Extracted records:
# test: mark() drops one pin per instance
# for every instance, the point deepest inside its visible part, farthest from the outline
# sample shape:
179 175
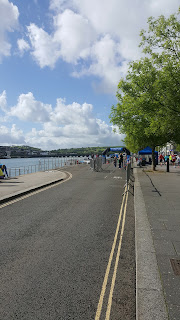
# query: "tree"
148 108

## Objective:
Copy out every line of the listing, requests included, and shift each answer coordinate by adding 136 to it. Leave all other numbers alone and leave the pictures out.

## Output for this task:
# test: mark() drops one pin per instance
# for every instance, the point deepest inside its visible part, farthest from the outline
# sample shape:
179 175
# query: "tree"
284 244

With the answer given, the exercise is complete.